*** Block opens ***

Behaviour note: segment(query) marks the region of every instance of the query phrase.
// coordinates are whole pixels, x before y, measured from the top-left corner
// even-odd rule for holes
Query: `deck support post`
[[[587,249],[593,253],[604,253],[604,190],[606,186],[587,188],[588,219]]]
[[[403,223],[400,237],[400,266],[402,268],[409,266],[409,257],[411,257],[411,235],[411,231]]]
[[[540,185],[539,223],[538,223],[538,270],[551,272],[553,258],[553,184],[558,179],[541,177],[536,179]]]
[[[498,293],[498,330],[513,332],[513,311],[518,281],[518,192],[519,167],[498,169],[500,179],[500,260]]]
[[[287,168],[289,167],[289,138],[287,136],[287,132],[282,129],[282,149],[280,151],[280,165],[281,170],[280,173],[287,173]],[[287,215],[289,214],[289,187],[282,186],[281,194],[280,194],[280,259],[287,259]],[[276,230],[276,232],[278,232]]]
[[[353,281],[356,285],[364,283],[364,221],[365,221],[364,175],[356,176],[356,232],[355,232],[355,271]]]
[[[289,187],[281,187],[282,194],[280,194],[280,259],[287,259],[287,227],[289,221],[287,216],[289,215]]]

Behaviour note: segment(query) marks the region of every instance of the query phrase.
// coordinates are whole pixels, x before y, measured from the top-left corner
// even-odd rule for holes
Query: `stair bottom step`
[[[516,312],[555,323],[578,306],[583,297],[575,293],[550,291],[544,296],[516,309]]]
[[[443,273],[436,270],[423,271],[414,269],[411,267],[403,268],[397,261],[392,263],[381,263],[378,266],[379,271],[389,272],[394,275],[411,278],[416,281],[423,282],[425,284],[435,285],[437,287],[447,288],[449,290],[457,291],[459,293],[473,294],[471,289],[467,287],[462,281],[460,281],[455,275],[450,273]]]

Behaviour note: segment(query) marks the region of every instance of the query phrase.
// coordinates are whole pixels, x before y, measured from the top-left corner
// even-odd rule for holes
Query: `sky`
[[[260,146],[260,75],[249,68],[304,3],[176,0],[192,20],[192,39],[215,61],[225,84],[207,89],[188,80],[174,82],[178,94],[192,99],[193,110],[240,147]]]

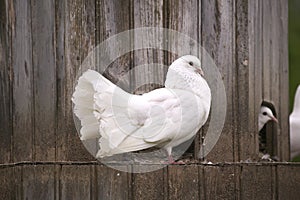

*** Block closes ***

Goal of the exercise:
Transcribe the listing above in full. Pictures are not part of the copy.

Answer space:
Behaviour note: segment(query) marks the region of every instance of the query phrase.
// coordinates are whole pixels, x before y, measured from the top-left corner
// even-odd rule for holes
Query: `deck support post`
[[[587,249],[593,253],[604,253],[604,190],[606,186],[587,188],[588,219]]]
[[[403,223],[400,237],[400,266],[402,268],[409,266],[409,257],[411,257],[411,235],[411,231]]]
[[[540,185],[539,223],[538,223],[538,270],[551,272],[553,258],[553,184],[558,179],[541,177],[536,179]]]
[[[498,293],[498,330],[513,332],[513,311],[518,281],[518,192],[519,167],[498,169],[500,179],[500,260]]]
[[[287,168],[289,167],[289,138],[287,136],[287,132],[282,129],[282,149],[280,151],[280,165],[281,170],[280,173],[287,173]],[[287,215],[289,214],[289,187],[282,186],[281,194],[280,194],[280,259],[287,259]],[[276,230],[276,232],[278,232]]]
[[[353,281],[356,285],[364,283],[364,221],[365,221],[364,175],[356,176],[356,232],[355,232],[355,271]]]
[[[289,187],[281,187],[282,194],[280,194],[280,259],[287,259],[287,227],[289,221],[287,216],[289,215]]]

Behaviour note: segment(query) marks the region of every instance of the query phrase.
// coordinates are whole pixels, x before y, measured from the top-left corner
// even-odd rule for holes
Query: `stair bottom step`
[[[516,312],[555,323],[578,306],[583,297],[575,293],[550,291],[544,296],[516,309]]]
[[[443,273],[436,270],[423,271],[414,269],[411,267],[403,268],[397,261],[392,263],[381,263],[378,266],[379,271],[389,272],[394,275],[411,278],[416,281],[423,282],[425,284],[435,285],[437,287],[447,288],[449,290],[457,291],[459,293],[473,294],[471,289],[467,287],[462,281],[460,281],[455,275],[450,273]]]

Behaviour note: segment(query) marks the region of every instance of the query phrase.
// coordinates are whole pixels, x before y, measured from the top-left corner
// even-odd rule for holes
Query: `sky`
[[[260,146],[260,75],[249,68],[304,3],[176,0],[192,20],[192,39],[215,61],[225,84],[207,89],[188,80],[174,82],[178,94],[192,99],[193,110],[240,147]]]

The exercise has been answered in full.